[The exercise] Repeat word for word the line with "For every instance of the forested" and every line after it until the records below run out.

-- Begin Task data --

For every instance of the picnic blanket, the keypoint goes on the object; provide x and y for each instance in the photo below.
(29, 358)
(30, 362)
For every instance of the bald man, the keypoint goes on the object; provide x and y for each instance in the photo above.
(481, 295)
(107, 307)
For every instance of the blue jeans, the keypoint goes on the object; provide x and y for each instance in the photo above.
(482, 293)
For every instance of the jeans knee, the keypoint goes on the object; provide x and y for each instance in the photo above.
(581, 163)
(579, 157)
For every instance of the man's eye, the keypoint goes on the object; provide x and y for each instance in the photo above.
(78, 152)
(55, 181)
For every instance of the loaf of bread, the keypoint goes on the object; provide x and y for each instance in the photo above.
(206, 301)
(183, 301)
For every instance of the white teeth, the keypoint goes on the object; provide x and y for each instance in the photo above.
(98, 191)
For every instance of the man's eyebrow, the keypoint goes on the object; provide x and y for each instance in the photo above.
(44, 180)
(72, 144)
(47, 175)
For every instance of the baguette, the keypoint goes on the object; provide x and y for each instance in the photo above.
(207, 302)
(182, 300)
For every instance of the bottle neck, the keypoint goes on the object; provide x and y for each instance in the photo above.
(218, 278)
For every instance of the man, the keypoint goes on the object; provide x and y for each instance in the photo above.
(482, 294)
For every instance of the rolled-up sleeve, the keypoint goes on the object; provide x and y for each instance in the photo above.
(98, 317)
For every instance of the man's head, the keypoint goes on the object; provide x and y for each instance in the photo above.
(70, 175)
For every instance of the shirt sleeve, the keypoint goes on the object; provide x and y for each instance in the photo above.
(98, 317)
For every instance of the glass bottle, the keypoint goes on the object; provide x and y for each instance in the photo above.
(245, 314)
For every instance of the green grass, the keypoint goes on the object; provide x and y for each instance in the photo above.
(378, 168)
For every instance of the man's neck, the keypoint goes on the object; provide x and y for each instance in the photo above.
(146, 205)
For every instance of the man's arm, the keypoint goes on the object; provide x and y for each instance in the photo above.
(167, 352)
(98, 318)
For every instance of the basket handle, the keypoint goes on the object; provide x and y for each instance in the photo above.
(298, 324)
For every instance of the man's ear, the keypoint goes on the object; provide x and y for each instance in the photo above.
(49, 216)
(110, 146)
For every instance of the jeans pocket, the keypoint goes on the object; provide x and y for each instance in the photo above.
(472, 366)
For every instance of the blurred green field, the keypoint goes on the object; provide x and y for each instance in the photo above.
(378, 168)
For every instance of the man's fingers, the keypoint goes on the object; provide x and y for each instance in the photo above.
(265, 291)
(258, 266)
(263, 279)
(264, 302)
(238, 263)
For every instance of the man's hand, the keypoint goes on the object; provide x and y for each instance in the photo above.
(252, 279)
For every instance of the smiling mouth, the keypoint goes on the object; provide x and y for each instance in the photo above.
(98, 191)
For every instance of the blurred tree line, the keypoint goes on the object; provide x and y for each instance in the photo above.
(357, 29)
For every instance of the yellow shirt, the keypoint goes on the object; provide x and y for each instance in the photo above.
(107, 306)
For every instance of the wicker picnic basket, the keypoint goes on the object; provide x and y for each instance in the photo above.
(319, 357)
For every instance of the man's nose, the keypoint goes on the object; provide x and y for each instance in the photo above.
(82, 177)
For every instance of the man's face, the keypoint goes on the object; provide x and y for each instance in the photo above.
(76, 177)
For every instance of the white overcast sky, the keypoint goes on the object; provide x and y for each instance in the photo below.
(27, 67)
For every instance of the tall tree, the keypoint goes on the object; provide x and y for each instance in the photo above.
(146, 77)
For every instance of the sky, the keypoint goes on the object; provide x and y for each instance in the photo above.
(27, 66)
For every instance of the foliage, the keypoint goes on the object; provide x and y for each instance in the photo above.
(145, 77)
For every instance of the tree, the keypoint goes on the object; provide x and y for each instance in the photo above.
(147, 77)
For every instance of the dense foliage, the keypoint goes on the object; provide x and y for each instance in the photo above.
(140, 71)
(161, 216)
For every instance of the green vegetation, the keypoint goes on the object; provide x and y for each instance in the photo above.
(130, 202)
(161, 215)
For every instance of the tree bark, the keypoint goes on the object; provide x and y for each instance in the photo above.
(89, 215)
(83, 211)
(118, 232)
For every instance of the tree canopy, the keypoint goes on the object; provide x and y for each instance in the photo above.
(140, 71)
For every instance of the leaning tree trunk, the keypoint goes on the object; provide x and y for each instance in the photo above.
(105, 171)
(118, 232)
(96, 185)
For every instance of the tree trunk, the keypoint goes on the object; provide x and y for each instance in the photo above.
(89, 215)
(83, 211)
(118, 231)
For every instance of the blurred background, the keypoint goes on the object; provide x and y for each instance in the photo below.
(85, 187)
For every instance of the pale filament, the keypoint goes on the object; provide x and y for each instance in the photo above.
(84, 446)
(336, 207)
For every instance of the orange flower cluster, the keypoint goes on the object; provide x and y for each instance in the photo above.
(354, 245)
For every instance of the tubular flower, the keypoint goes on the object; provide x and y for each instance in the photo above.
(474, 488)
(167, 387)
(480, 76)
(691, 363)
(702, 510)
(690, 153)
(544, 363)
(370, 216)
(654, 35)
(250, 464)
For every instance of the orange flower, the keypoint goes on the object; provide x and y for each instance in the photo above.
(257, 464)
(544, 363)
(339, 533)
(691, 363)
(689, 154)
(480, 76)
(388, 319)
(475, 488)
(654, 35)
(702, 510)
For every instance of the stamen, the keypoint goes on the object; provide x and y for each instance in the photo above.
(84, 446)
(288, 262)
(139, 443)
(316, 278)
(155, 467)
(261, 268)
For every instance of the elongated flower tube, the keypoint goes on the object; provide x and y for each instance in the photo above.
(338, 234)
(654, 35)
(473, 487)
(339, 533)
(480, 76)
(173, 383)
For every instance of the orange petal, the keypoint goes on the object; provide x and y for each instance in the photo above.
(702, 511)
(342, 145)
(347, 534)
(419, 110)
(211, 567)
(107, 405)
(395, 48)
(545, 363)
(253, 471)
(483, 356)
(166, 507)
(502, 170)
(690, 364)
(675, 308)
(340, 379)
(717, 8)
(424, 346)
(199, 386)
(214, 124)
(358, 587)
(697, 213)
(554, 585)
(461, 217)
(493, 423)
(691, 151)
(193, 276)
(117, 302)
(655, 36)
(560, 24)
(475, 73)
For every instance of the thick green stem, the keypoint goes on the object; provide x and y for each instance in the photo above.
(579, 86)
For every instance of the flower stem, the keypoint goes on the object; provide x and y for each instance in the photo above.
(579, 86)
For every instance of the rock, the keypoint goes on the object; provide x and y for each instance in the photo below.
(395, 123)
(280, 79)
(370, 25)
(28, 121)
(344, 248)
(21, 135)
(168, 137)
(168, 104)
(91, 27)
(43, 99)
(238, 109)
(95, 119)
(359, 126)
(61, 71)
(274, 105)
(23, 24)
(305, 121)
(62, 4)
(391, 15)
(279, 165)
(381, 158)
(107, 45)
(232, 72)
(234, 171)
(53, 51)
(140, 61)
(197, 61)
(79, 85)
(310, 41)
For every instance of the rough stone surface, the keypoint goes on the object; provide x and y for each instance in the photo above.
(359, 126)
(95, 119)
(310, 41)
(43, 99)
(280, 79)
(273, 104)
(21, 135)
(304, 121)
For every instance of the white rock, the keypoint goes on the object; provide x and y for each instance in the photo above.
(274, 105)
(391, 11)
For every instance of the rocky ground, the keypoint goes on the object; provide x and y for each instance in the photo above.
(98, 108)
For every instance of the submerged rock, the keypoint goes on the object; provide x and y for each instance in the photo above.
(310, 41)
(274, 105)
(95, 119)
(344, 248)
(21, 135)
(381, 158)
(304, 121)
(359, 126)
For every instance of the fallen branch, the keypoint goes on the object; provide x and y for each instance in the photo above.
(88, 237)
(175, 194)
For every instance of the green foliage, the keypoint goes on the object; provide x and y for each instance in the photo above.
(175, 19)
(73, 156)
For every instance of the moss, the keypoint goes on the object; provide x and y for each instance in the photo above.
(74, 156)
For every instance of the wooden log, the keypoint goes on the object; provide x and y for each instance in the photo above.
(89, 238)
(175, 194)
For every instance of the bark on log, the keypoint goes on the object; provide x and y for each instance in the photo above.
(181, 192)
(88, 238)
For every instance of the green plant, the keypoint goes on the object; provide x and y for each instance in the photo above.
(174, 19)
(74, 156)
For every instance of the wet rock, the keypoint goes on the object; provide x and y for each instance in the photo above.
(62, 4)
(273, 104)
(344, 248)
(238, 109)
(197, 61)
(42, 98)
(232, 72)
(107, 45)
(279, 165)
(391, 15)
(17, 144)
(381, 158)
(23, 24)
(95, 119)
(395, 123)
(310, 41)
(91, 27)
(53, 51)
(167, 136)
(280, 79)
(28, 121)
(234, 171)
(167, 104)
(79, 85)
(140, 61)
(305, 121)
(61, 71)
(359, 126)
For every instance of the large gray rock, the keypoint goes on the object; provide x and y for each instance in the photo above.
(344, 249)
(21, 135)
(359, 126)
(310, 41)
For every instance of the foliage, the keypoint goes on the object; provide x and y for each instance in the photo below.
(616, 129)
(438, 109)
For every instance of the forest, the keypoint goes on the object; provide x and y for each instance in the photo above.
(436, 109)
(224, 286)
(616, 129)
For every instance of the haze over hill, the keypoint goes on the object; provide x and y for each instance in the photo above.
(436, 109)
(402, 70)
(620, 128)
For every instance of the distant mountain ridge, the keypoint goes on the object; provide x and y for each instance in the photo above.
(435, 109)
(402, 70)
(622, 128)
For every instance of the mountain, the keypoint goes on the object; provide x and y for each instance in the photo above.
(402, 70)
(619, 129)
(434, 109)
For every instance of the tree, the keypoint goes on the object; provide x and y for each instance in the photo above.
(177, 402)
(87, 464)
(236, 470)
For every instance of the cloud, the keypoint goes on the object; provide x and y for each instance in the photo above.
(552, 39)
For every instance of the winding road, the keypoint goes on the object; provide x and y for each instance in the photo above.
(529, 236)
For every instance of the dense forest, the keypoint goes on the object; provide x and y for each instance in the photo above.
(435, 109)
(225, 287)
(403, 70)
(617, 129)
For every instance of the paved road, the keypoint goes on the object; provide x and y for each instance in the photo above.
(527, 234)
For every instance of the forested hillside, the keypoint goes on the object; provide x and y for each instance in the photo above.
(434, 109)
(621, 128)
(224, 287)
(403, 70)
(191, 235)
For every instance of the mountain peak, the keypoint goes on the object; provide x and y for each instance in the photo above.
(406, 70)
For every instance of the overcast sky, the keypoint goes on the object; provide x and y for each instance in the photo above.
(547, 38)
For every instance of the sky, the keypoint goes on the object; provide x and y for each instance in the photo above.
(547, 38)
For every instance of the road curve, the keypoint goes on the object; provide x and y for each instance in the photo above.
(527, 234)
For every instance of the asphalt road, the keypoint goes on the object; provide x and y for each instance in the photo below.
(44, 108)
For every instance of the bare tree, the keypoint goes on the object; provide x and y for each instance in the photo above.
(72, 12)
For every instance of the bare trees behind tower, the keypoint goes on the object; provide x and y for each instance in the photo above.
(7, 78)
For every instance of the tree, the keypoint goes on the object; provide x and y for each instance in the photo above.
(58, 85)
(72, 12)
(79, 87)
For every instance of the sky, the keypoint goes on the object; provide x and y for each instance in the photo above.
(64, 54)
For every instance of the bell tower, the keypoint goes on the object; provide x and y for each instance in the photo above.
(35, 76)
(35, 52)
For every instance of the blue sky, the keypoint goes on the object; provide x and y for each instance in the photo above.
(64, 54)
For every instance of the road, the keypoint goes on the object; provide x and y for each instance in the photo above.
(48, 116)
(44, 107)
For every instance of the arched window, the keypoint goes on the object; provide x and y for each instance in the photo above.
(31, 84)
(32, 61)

-- End Task data --

[Worked answer]
For every instance of the forested hillside, the keypoint goes on the object; provide x and y for each instance in the photo above.
(434, 109)
(621, 128)
(224, 287)
(403, 70)
(191, 235)
For every instance of the mountain peak, the keypoint goes on the object; provide x and y for each instance in the photo above.
(406, 70)
For every instance of the overcast sky, the keypoint goes on the object; provide x and y for each instance in the photo above.
(547, 38)
For every instance of the sky, the keypoint goes on the object; provide x and y for each instance in the photo above.
(547, 38)
For every instance of the road curve, the keypoint goes on the object; provide x and y for each instance in the photo above.
(527, 234)
For every instance of the asphalt road, the keypoint goes on the object; provide x and y for each instance in the photo below.
(44, 108)
For every instance of the bare tree, the keypoint goes on the object; provide x and y for each instance in the photo above.
(72, 12)
For every instance of the bare trees behind tower, the keypoint goes on the object; provide x and y for each instance in the photo above.
(7, 78)
For every instance of the tree, the keypoint goes on the object; provide x and y for each instance in the photo above.
(58, 85)
(72, 12)
(79, 87)
For every instance of the sky, the keypoint goes on the object; provide x and y for each instance in the photo above.
(64, 54)
For every instance of the bell tower, the keypoint goes on the object; provide x and y for each instance in the photo above.
(35, 76)
(35, 52)
For every instance of the blue sky, the keypoint goes on the object; provide x and y for each instance in the photo above.
(64, 54)
For every instance of the road, the keypoint goes on the object; provide x and y for each instance in the photo above.
(48, 116)
(44, 107)
For every instance of the arched window, the keypoint goes on the object; provide x and y for each instance in the photo above.
(31, 84)
(32, 61)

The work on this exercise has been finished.